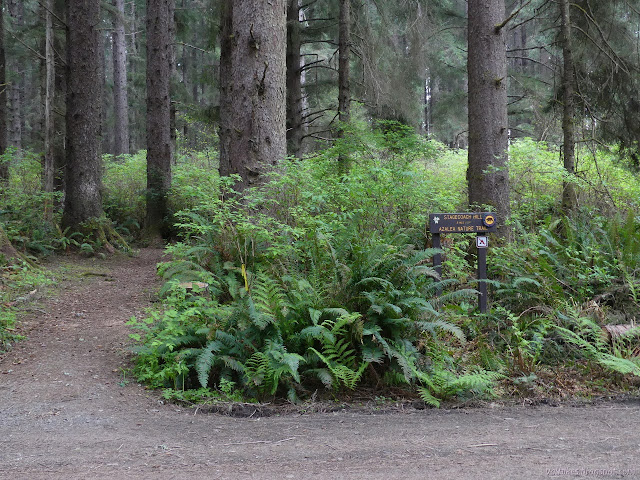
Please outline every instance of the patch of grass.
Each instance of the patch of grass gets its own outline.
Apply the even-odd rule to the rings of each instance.
[[[20,317],[34,295],[51,282],[47,272],[28,264],[0,265],[0,354],[24,339]]]

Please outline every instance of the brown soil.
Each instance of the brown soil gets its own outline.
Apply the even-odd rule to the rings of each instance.
[[[125,322],[150,305],[160,259],[56,267],[84,280],[58,273],[62,293],[0,361],[0,478],[640,478],[637,399],[260,418],[166,404],[123,373]]]

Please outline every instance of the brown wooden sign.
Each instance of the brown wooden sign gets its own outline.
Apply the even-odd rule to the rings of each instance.
[[[478,306],[481,313],[487,311],[487,247],[488,232],[495,232],[498,227],[497,217],[491,212],[472,213],[431,213],[429,214],[429,231],[433,234],[433,248],[441,248],[442,233],[475,233],[478,247]],[[433,256],[433,267],[442,275],[442,256]]]
[[[498,226],[495,213],[431,213],[431,233],[486,233],[495,232]]]

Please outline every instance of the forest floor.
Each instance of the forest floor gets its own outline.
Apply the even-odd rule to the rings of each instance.
[[[0,360],[1,479],[640,478],[637,398],[244,418],[166,403],[127,376],[125,326],[161,256],[54,261],[58,293]]]

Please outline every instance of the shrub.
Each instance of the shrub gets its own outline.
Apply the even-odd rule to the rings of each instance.
[[[427,213],[453,208],[433,179],[441,147],[396,128],[353,138],[282,162],[243,196],[234,179],[220,179],[215,195],[178,214],[183,241],[162,272],[207,282],[209,292],[176,296],[170,283],[167,312],[134,322],[145,330],[141,378],[178,388],[231,381],[249,397],[291,400],[365,378],[420,387],[434,404],[490,390],[491,375],[434,361],[465,340],[435,303],[437,288],[455,282],[438,283],[434,251],[424,249]],[[475,294],[451,288],[438,301]]]

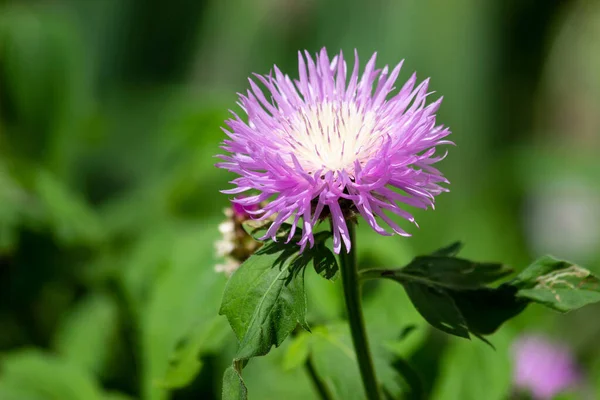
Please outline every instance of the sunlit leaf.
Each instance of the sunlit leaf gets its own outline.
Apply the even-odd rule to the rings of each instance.
[[[568,261],[546,256],[535,261],[513,282],[517,296],[567,312],[600,301],[600,279]]]
[[[248,359],[279,346],[296,325],[307,327],[304,269],[295,250],[265,244],[227,282],[220,314],[225,315]]]

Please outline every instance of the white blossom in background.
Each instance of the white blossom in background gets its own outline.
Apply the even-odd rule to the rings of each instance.
[[[215,265],[215,271],[228,277],[261,246],[242,226],[250,219],[247,211],[252,211],[252,208],[248,210],[236,204],[223,209],[226,219],[219,224],[221,236],[214,243],[215,254],[222,262]]]

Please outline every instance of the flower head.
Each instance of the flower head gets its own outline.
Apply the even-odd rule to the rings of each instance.
[[[255,75],[265,95],[250,79],[250,90],[240,94],[236,113],[226,121],[229,152],[217,164],[239,175],[236,187],[224,193],[246,191],[253,195],[235,199],[258,219],[274,217],[265,238],[275,240],[277,230],[289,220],[294,236],[302,220],[302,249],[314,244],[313,227],[331,215],[336,253],[342,241],[350,249],[346,220],[358,212],[382,235],[409,236],[386,212],[415,222],[401,208],[428,208],[448,183],[432,164],[436,146],[450,131],[436,124],[441,98],[426,105],[428,80],[415,86],[416,75],[395,94],[394,83],[402,63],[393,70],[375,68],[376,54],[359,74],[358,55],[348,71],[342,52],[329,59],[325,49],[313,59],[299,53],[299,79],[292,80],[277,66],[269,75]]]
[[[514,345],[514,384],[536,400],[550,400],[581,380],[569,349],[542,336],[525,336]]]

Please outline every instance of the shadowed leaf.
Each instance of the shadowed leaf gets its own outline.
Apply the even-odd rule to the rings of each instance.
[[[546,256],[512,281],[486,285],[510,274],[498,263],[444,256],[458,244],[433,256],[416,257],[404,268],[365,270],[365,278],[387,278],[404,286],[413,305],[435,328],[469,338],[494,333],[530,302],[567,312],[600,301],[600,280],[584,268]],[[489,344],[489,343],[488,343]]]

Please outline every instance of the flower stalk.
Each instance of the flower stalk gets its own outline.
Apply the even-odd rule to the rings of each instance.
[[[352,247],[347,250],[345,244],[340,252],[340,270],[342,275],[342,285],[344,287],[344,298],[346,302],[346,311],[348,314],[348,323],[352,334],[352,343],[356,352],[356,359],[360,370],[365,394],[368,400],[381,400],[379,385],[375,376],[375,367],[367,342],[367,332],[365,329],[365,320],[363,317],[362,306],[360,303],[360,280],[358,277],[358,268],[356,264],[356,235],[352,222],[348,223],[348,235]]]
[[[317,391],[317,393],[319,393],[319,398],[321,400],[332,400],[332,397],[329,394],[329,390],[327,389],[327,386],[325,386],[321,378],[319,378],[319,375],[315,370],[315,366],[310,356],[306,359],[306,362],[304,363],[304,368],[306,368],[308,377],[312,381],[315,390]]]

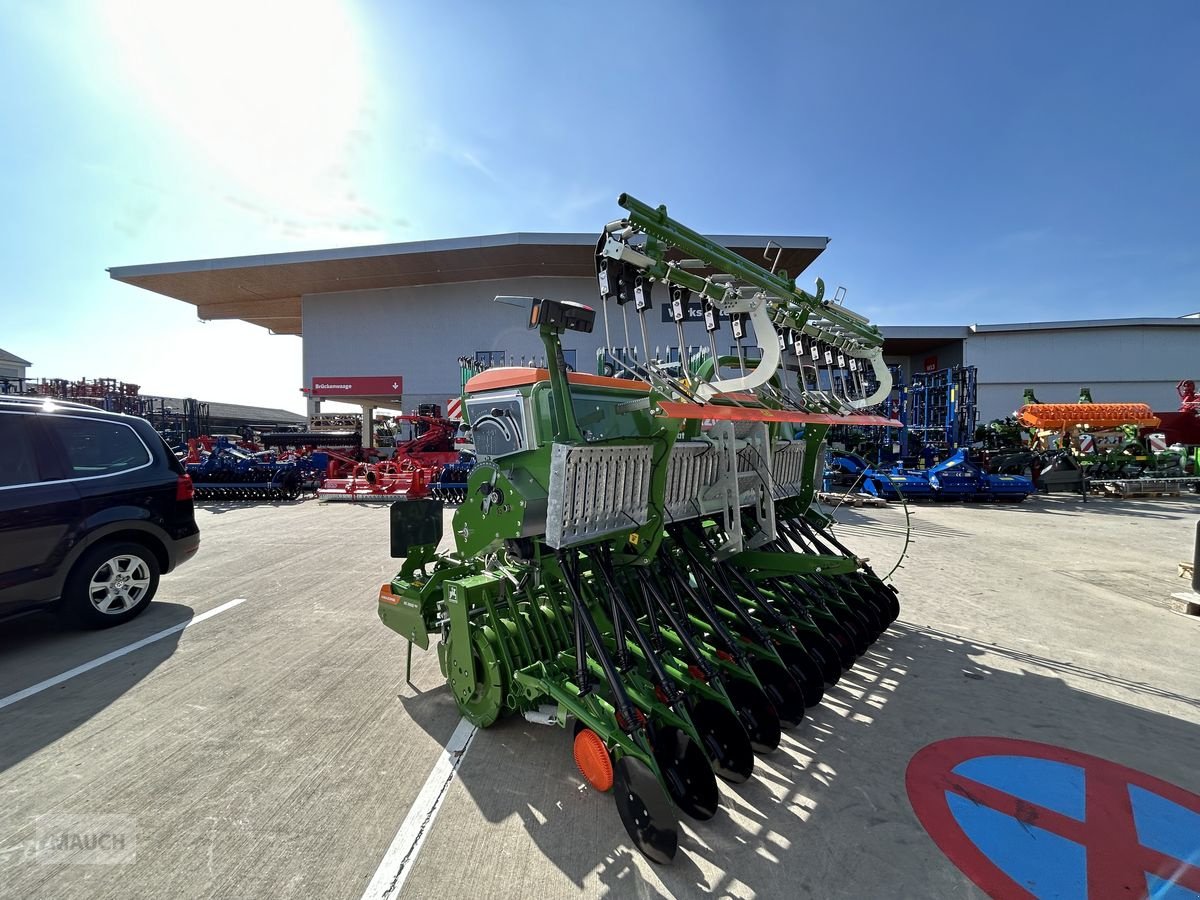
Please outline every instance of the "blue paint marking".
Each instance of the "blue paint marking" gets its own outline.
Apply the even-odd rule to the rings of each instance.
[[[1200,900],[1200,894],[1195,891],[1149,873],[1146,873],[1146,896],[1150,900]]]
[[[951,791],[946,802],[972,843],[1035,897],[1087,900],[1087,851],[1082,846]]]
[[[1084,773],[1079,766],[1031,756],[977,756],[953,771],[1076,821],[1086,818]]]
[[[1143,847],[1200,866],[1200,815],[1132,784],[1129,800]]]

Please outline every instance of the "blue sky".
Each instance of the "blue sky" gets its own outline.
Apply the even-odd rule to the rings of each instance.
[[[621,191],[832,237],[804,279],[883,324],[1200,310],[1193,0],[0,0],[0,23],[0,347],[31,375],[300,410],[297,338],[105,268],[593,231]]]

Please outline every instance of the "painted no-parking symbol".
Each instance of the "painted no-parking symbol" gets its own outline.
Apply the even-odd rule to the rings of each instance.
[[[929,836],[993,897],[1200,900],[1200,796],[1050,744],[961,737],[905,775]]]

------------------------------

TASK STATEMENT: Please write out the whole listing exactly, but not the pictures in it.

ANSWER TO THE EXERCISE:
Please outline every instance of the patch of grass.
Each instance of the patch of grass gets its own outline.
Apply the even-odd rule to the rings of each instance.
[[[20,317],[34,295],[51,282],[47,272],[28,264],[0,265],[0,354],[24,339]]]

Please outline every instance of the brown soil.
Each instance of the brown soil gets its own outline.
Apply the even-odd rule to the rings of each instance.
[[[125,322],[150,305],[160,259],[56,267],[84,280],[58,273],[62,293],[0,361],[0,478],[640,478],[637,399],[260,418],[166,404],[123,373]]]

Please outline every instance of the brown wooden sign.
Each instance of the brown wooden sign gets its own outline.
Apply the even-odd rule to the rings of each instance.
[[[478,306],[481,313],[487,311],[487,247],[488,232],[495,232],[498,227],[497,217],[491,212],[472,213],[431,213],[429,214],[429,231],[433,234],[433,248],[441,248],[442,233],[475,233],[478,247]],[[433,256],[433,267],[442,275],[442,256]]]
[[[498,226],[495,213],[431,213],[431,233],[486,233],[495,232]]]

Please outline every instance of the forest floor.
Each instance of the forest floor gets its own outline.
Apply the even-odd rule to the rings of each instance.
[[[0,360],[1,479],[640,478],[637,398],[244,418],[166,403],[127,376],[125,326],[161,256],[54,261],[58,293]]]

Please outline every instance of the shrub.
Each instance of the shrub gets its own outline.
Apply the even-odd rule to the rings of each instance.
[[[427,213],[453,208],[433,179],[441,147],[396,128],[353,138],[282,162],[243,196],[234,179],[220,179],[215,195],[178,214],[183,241],[162,272],[207,282],[209,292],[176,296],[170,283],[167,312],[134,322],[145,330],[141,378],[178,388],[231,381],[249,397],[291,400],[365,378],[420,387],[434,404],[490,390],[491,375],[434,361],[465,340],[435,303],[437,288],[455,282],[438,283],[434,251],[424,249]],[[475,294],[451,288],[438,301]]]

Please outline every instance of the sunlit leaf.
Each instance of the sunlit leaf gets its own outline.
Apply the even-odd rule to the rings of each instance.
[[[568,261],[546,256],[535,261],[513,282],[517,296],[567,312],[600,301],[600,279]]]
[[[248,359],[279,346],[296,325],[307,327],[304,269],[295,250],[265,244],[227,282],[220,314],[225,315]]]

Please outline every instance of the white blossom in background.
Each instance of the white blossom in background gets its own outline.
Apply the even-odd rule to the rings of each instance.
[[[215,265],[215,271],[228,277],[261,246],[242,226],[250,219],[247,211],[252,211],[252,208],[248,210],[236,204],[223,209],[226,219],[219,224],[221,236],[214,243],[215,254],[222,262]]]

Please outline every instance of the flower head.
Each instance of the flower head gets its own outline.
Apply the even-odd rule to the rings of each instance.
[[[255,75],[265,95],[250,79],[250,90],[240,94],[236,113],[226,121],[229,152],[217,164],[239,175],[236,187],[224,193],[246,191],[253,195],[235,199],[258,219],[274,217],[265,238],[275,240],[277,230],[289,220],[294,236],[302,220],[302,249],[314,244],[313,227],[331,215],[336,253],[342,241],[350,249],[346,220],[358,212],[382,235],[409,236],[386,212],[415,222],[401,208],[428,208],[448,183],[432,164],[436,146],[450,131],[436,124],[441,98],[426,105],[428,80],[415,86],[416,75],[395,94],[394,83],[402,63],[393,70],[375,68],[376,54],[359,74],[358,55],[348,71],[342,52],[329,59],[325,49],[313,59],[299,53],[299,79],[292,80],[277,66],[269,75]]]
[[[514,345],[514,384],[536,400],[550,400],[581,380],[569,349],[542,336],[525,336]]]

Please outline every instance of the shadowed leaf.
Each instance of the shadowed leaf gets its own outline.
Apply the even-odd rule to the rings of each instance.
[[[546,256],[512,281],[486,285],[510,274],[498,263],[444,256],[458,244],[433,256],[416,257],[404,268],[365,270],[365,278],[387,278],[404,286],[413,305],[435,328],[469,338],[494,333],[530,302],[567,312],[600,301],[600,280],[584,268]],[[489,344],[489,343],[488,343]]]

Please outline every instance of the flower stalk.
Each instance of the flower stalk gets its own outline.
Apply the even-odd rule to the rings of each instance.
[[[352,247],[347,250],[345,244],[340,252],[340,270],[342,275],[342,285],[344,287],[344,298],[346,302],[346,311],[348,314],[348,323],[352,334],[352,343],[356,352],[356,359],[360,370],[365,394],[368,400],[381,400],[379,385],[375,376],[375,367],[367,342],[367,332],[365,329],[365,320],[363,317],[362,306],[360,303],[360,280],[358,277],[358,268],[356,264],[356,235],[352,222],[348,223],[348,235]]]
[[[317,391],[317,393],[319,393],[319,398],[321,400],[332,400],[332,397],[329,394],[329,390],[327,389],[327,386],[325,386],[321,378],[319,378],[319,375],[315,370],[315,366],[310,356],[306,359],[306,362],[304,363],[304,368],[306,368],[308,377],[312,381],[315,390]]]

Please outline every instance of the "blue paint marking".
Each instance of the "blue paint marking" gets its own outline.
Apply the even-odd rule to the rings of each instance.
[[[1200,900],[1200,894],[1195,891],[1149,873],[1146,873],[1146,896],[1150,900]]]
[[[951,791],[946,802],[972,843],[1035,897],[1087,900],[1087,851],[1082,846]]]
[[[1084,773],[1079,766],[1031,756],[977,756],[953,771],[1076,821],[1086,818]]]
[[[1143,847],[1200,866],[1200,815],[1132,784],[1129,800]]]

Please outline every instance of the "blue sky".
Each instance of the "blue sky" gets its own outline.
Apply the even-odd rule to the rings of each instance.
[[[621,191],[832,237],[804,279],[883,324],[1200,310],[1193,0],[0,0],[0,23],[0,347],[31,375],[300,410],[297,338],[105,268],[593,231]]]

Please outline every instance of the "painted no-parking symbol".
Each instance of the "painted no-parking symbol" gets its own outline.
Apply the even-odd rule to the rings of each instance.
[[[929,836],[993,897],[1200,900],[1200,796],[1050,744],[961,737],[905,775]]]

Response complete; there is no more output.